* **Problem**: Return only the lines of the records that start at the line containing "Spot the blue" and end at the line containing "[[24, 92], [4, 134]]", both included, copied verbatim. Leave the pictures out.

* **Information supplied**:

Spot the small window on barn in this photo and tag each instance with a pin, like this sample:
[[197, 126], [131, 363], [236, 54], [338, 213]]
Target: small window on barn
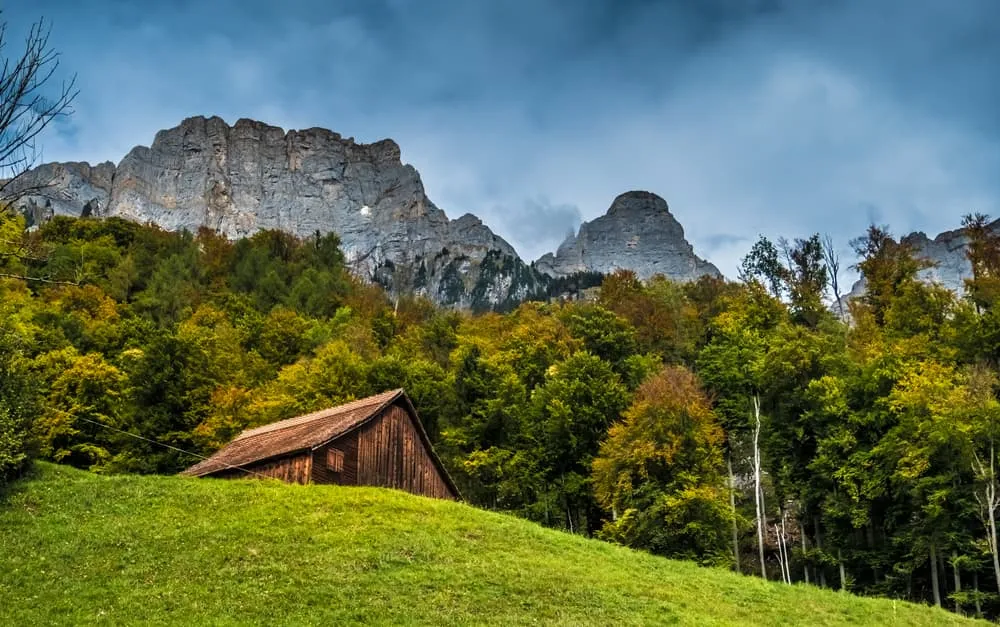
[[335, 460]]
--
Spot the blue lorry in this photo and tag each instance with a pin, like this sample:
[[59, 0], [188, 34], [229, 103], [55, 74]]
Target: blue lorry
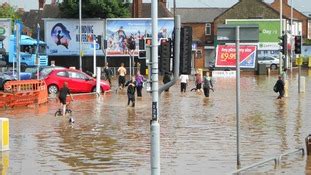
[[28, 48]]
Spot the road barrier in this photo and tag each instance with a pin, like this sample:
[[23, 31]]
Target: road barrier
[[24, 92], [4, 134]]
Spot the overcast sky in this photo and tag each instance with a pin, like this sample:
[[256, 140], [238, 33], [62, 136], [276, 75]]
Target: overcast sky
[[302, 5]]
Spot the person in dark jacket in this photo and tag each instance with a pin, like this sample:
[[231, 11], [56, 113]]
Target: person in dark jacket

* **Exercise response**:
Spot the blue lorry in this photo and tag each instance with a pin, like this sample:
[[59, 0], [188, 34], [229, 103], [55, 74]]
Target: blue lorry
[[28, 48]]
Spot the road barrier in this photo and tag each instance with a pin, like this sample:
[[23, 31]]
Target: road barrier
[[24, 92], [4, 134]]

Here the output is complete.